Exactly as written, return every line of the data below.
▬▬▬
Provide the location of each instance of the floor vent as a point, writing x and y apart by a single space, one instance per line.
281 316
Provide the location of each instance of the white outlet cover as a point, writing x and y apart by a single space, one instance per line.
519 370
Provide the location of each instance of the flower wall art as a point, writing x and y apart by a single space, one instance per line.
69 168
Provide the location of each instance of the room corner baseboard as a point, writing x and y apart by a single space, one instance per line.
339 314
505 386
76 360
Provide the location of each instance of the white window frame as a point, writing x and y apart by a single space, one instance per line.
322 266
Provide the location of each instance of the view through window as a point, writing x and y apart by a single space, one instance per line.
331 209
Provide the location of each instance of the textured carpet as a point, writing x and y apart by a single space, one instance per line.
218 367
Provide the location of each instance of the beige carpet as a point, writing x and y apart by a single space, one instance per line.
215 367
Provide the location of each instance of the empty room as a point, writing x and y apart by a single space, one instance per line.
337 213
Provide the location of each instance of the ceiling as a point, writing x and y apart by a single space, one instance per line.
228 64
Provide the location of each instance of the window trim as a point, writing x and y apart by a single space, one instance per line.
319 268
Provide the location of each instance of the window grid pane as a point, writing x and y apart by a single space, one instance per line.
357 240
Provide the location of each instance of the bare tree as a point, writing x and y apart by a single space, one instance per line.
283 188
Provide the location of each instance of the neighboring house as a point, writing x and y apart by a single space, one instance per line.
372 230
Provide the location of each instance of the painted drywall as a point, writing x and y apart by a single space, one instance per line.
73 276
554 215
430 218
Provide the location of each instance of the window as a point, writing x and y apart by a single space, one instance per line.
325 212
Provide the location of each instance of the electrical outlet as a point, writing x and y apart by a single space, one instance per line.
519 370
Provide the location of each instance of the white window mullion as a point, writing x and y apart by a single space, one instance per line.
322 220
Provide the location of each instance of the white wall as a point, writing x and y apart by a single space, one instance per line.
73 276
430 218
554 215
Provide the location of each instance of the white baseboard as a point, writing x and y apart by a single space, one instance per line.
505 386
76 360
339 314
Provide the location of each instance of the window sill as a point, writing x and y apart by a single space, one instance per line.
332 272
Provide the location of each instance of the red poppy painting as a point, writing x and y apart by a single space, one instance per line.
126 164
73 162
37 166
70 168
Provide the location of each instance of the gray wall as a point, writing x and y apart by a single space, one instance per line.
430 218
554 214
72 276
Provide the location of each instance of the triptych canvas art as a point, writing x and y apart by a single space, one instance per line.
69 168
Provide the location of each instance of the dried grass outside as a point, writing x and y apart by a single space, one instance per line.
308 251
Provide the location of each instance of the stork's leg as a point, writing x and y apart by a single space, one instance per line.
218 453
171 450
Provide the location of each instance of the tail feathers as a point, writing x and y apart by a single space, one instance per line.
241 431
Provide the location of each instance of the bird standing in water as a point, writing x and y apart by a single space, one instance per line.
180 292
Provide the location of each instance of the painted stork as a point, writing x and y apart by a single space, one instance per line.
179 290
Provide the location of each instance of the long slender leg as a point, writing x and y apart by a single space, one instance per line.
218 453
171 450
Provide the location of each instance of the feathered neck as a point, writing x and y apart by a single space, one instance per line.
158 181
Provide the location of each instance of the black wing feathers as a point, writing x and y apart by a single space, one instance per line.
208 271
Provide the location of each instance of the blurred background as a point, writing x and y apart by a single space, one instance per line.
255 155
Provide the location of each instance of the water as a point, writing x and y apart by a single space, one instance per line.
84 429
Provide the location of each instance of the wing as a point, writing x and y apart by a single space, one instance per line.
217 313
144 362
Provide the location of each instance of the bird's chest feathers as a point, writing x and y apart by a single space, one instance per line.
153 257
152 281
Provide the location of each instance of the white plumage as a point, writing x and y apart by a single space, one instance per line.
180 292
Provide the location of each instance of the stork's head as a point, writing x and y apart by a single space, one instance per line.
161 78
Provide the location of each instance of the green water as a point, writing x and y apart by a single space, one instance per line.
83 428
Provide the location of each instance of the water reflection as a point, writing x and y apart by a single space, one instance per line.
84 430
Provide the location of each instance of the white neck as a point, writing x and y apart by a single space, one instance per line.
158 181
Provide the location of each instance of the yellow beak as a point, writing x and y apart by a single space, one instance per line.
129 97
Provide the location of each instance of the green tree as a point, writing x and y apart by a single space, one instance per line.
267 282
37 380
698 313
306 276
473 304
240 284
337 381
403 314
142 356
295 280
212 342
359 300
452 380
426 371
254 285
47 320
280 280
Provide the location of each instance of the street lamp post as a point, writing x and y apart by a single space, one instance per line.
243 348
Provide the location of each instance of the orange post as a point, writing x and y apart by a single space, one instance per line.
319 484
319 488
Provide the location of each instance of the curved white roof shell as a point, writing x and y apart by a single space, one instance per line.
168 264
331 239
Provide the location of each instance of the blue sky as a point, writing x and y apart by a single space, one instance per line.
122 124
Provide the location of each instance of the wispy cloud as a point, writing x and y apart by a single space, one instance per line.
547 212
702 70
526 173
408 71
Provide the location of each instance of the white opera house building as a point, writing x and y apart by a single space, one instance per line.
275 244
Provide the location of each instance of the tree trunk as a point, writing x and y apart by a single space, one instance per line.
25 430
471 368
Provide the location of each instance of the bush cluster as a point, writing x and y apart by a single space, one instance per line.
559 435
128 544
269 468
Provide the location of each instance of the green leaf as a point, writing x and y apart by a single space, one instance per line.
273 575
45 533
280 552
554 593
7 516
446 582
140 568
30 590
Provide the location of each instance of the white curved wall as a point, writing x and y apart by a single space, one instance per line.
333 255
▬▬▬
**Exercise response**
Provide the location of each instance of the floor vent as a point, writing x and y apart by a single space, one instance per line.
281 316
Provide the location of each instance of the white outlet cover as a point, writing x and y apart by a single space, one instance per line.
519 370
Provide the location of each instance of the flower wall art as a point, writing x and y apart by a single space, one instance per line.
69 168
Provide the location of each instance of the room corner baseboard as a point, writing x and y apart by a single space, one instance per line.
339 314
505 386
76 360
Provide the location of each instance of the white window frame as a point, writing x and y apart by a single space, one instance per line.
322 266
Provide the location of each instance of the view through window as a point, writing x and y apart by a single space, one instance per line.
331 209
Provide the location of each instance of the textured carpet as a point, writing x and y apart by a single space, one instance per line.
218 367
Provide the location of each instance of the beige carpet as a point, writing x and y apart by a single space, one instance per line.
215 367
Provide the location of each instance of the empty room as a point, writing x and y apart by a single space, one instance per line.
337 213
Provide the location of each instance of the ceiling as a point, writing x and y apart by a single space, one instance per line.
228 64
Provide the location of each instance of the window trim as a point, writing x and y apart by a single space, one instance per line.
319 268
Provide the location of each instance of the window grid pane as a point, writing x and y apart by a single space, one instance per line.
357 240
Provide the location of each instance of the bare tree as a point, writing x and y apart by a single space, one instance per line.
283 188
Provide the location of each instance of the neighboring house as a point, writing x and y apart by a single space, one instance per line.
372 230
Provide the location of each instance of the painted drywall as a point, writing x and y apart by a single space, one instance per line.
73 276
554 215
430 218
Provide the location of each instance of the window as a point, writing x and y apart by a single space, one instance per line.
325 212
Provide the location of each instance of the electrical outlet as a point, writing x and y apart by a single space, one instance per line.
519 370
Provide the location of each instance of the white window mullion as a point, writing x and y apart by a single space, one instance per line.
322 220
Provide the location of each instance of the white wall as a point, writing x and y apart by a single space, one instance per line.
73 276
430 218
554 215
Provide the location of each instance of the white baseboard as a point, writing x and y apart by a single space, one instance per line.
505 386
76 360
339 314
Provide the location of each instance of the window sill as a point, writing x and y apart by a single space, one instance per line.
332 272
Provide the location of each instance of the red poppy painting as a point, writing x and y apart by a single space, one instance per line.
126 164
73 162
37 166
70 168
Provide the location of each instance of the gray wall as a point, writing x and y apart by a single space, one instance per line.
430 218
554 214
72 276
Provide the location of each instance of the triptych canvas art as a point, writing x and y apart by a single space, one instance per line.
69 168
Provide the location of each instance of the dried grass outside as a point, writing x and y apart by a single space, one instance per line.
308 251
Provide the location of each instance of the stork's leg as a point, writing x and y apart by a single space, one instance per line.
218 453
171 450
Provide the location of each instance of the tail feathers as a point, writing x and y apart by a single space, one instance per line.
241 431
Provide the location of each instance of the bird standing in water as a point, writing x and y apart by a single space, one instance per line.
180 292
Provide the location of each instance of the painted stork as a point, writing x and y apart by a single space, one instance per line.
179 290
Provide the location of each instance of the long slender leg as a point, writing x and y apart by a single space, one instance per line.
218 453
171 450
Provide the location of each instance of the feathered neck as a point, writing x and y apart by a single space, one instance per line.
158 181
Provide the location of each instance of the black wing feathers as a point, writing x and y apart by a single space, one instance per line.
208 271
Provide the location of each instance of the blurred background as a point, writing x and y apart by a single space, one instance per line.
255 155
Provide the location of each instance of the water as a point, writing x and y apart by a single space, one instance per line.
84 429
Provide the location of each instance of the wing as a point, writing x and y apart by a single space, one instance per line.
217 313
144 362
Provide the location of each instance of the bird's chest feathers as a point, writing x and y apart by a single space, one instance per line.
153 257
152 281
Provide the location of each instance of the white plumage as a point, writing x and y apart by a single space, one instance per line.
180 292
Provide the location of each instance of the stork's head as a point, writing x and y apart by a single space, one instance per line.
161 78
Provide the location of each instance of the green water as a point, writing x and y apart by a single space, one instance per line.
83 428
Provide the location of each instance of the water reflection as a point, writing x and y apart by a single space, one instance per line.
84 430
Provide the location of each instance of the white neck as a point, writing x and y apart by a single space, one instance per line.
158 181
Provide the location of each instance of the yellow beak as a point, writing x and y apart by a single space, one instance per line.
129 97
Provide the location of each instance of the green tree as a point, writing x and y apart by a single space, one instance per line.
267 282
37 380
698 313
306 276
473 304
240 284
337 381
403 314
142 356
295 280
212 342
359 300
452 380
426 371
254 285
47 320
280 280
Provide the location of each instance of the street lamp post as a point, writing x and y apart by a single space, one instance per line.
243 348
Provide the location of each instance of the orange post as a point, writing x and y apart by a single space, one instance per line.
319 484
319 488
Provide the location of each instance of the curved white roof shell as a point, writing x and y apart by a single space, one instance per line.
168 264
331 239
Provide the location of each instance of the blue sky as a point, writing x and y apart by a single space, one instance per line.
122 124
Provide the location of each instance of the wispy cloud as a point, writing x and y apart by a single space, one instance per line.
547 212
702 70
526 173
408 71
Provide the location of each instance of the white opera house building as a point, writing x and y apart by a single space, one instance per line.
275 244
Provide the location of each instance of the tree trunk as a point, writing x and y apart by a single space, one instance per line.
25 430
471 368
Provide the location of each instance of the bush cluster as a point, writing x and y apart by a single space, one instance per line.
559 435
128 544
269 468
Provide the location of each instance of the green leaf as a point, writing x and y apart by a single space, one instance per line.
273 575
45 533
280 552
554 593
7 516
446 582
140 568
30 590
Provide the location of each instance of the white curved wall as a point, writing x and y apart by a single space, one instance per line.
333 255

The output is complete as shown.